Problems to solve:
(1) Answer these questions from the press release:
(a) Which two U.S. Senators introduced the "Break Up Big Medicine Act"?
(b) What three kinds of businesses would the legislation limit health insurance companies from owning or operating?
(c) What kind of candidate is Lee Benham, and for what office?
(2) Render this sentence from the press release in Spanish: "Benham stated that the concerns raised by policymakers and industry leaders reflect broader challenges within the current healthcare financing structure."
(3) Quote everything in the press release from "BELLEVUE, NE, UNITED" down to "the healthcare system.".

Passage to read:
-------
Nebraska Senate Candidate Lee Benham Responds to “Break Up Big Medicine Act,” Outlines Age-Based Tax Credit Alternative
Benham highlights structural role of employer-sponsored insurance in healthcare costs and proposes consumer-directed financing model
Mr. Cuban is right to question the system—but if control of the money stays the same, outcomes won’t change. Real reform means changing incentives. I’d welcome comparing approaches.”
BELLEVUE, NE, UNITED STATES, March 31, 2026 /EINPresswire.com/ -- Lee Benham, Democratic write-in candidate for U.S. Senate in Nebraska and an insurance professional, today issued a statement regarding the bipartisan “Break Up Big Medicine Act,” introduced by U.S. Senators Josh Hawley and Elizabeth Warren.— Lee Benham
The proposed legislation seeks to restrict vertical integration within the healthcare industry by limiting the ability of health insurance companies to own or operate provider organizations, pharmacies, and pharmacy benefit managers (PBMs).
The issue has also been discussed publicly by entrepreneur and healthcare transparency advocate Mark Cuban, who has raised concerns regarding consolidation and pricing practices within the healthcare system.
Benham stated that the concerns raised by policymakers and industry leaders reflect broader challenges within the current healthcare financing structure.
“There is increasing bipartisan recognition that the current system presents challenges for consumers,” said Benham. “Concerns related to consolidation, pricing, and transparency are being raised across multiple sectors.”
-------
Data supplied:

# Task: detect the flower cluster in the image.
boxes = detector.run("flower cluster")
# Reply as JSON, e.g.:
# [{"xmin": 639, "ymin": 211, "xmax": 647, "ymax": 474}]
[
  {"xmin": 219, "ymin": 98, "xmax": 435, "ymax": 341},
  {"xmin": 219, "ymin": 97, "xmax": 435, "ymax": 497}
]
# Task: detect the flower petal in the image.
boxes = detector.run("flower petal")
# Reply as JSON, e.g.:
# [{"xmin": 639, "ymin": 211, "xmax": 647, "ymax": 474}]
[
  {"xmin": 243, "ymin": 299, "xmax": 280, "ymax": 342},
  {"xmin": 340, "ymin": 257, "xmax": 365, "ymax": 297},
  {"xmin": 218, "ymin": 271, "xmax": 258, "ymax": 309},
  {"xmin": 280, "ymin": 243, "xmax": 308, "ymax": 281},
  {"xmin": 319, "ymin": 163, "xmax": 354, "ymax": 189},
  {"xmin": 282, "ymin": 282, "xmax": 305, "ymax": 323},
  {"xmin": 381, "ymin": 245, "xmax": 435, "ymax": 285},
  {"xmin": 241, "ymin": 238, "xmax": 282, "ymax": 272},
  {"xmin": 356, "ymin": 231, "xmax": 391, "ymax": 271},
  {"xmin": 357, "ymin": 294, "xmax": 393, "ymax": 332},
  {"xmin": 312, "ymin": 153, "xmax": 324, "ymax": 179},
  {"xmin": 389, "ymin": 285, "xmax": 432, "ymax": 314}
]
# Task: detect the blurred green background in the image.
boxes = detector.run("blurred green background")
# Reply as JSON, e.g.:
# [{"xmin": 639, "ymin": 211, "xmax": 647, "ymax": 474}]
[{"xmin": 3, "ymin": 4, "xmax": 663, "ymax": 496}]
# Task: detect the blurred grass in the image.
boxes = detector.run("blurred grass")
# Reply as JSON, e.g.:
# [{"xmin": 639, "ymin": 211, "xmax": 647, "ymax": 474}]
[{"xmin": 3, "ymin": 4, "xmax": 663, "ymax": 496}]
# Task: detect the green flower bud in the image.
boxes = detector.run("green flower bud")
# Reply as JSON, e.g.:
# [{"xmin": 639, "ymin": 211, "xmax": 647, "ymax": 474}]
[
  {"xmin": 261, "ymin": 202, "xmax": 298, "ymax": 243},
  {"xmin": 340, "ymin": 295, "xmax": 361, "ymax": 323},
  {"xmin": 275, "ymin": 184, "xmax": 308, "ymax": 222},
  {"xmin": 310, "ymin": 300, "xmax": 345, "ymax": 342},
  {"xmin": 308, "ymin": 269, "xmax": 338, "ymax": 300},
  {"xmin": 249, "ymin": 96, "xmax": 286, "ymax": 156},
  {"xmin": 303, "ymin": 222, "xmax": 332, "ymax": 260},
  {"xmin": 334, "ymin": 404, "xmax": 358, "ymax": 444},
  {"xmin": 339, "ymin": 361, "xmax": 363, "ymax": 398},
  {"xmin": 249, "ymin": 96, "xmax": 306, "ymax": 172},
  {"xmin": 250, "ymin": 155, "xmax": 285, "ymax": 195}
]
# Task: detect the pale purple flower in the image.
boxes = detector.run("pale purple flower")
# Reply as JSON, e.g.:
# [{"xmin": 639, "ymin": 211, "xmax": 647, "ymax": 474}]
-------
Results of the tasks:
(1)
(a) Josh Hawley and Elizabeth Warren.
(b) Provider organizations, pharmacies, and pharmacy benefit managers (PBMs).
(c) A Democratic write-in candidate for U.S. Senate in Nebraska.

(2) Benham afirmó que las preocupaciones planteadas por los responsables políticos y los líderes de la industria reflejan desafíos más amplios dentro de la estructura actual de financiamiento de la atención médica.

(3)
BELLEVUE, NE, UNITED STATES, March 31, 2026 /EINPresswire.com/ -- Lee Benham, Democratic write-in candidate for U.S. Senate in Nebraska and an insurance professional, today issued a statement regarding the bipartisan “Break Up Big Medicine Act,” introduced by U.S. Senators Josh Hawley and Elizabeth Warren.— Lee Benham
The proposed legislation seeks to restrict vertical integration within the healthcare industry by limiting the ability of health insurance companies to own or operate provider organizations, pharmacies, and pharmacy benefit managers (PBMs).
The issue has also been discussed publicly by entrepreneur and healthcare transparency advocate Mark Cuban, who has raised concerns regarding consolidation and pricing practices within the healthcare system.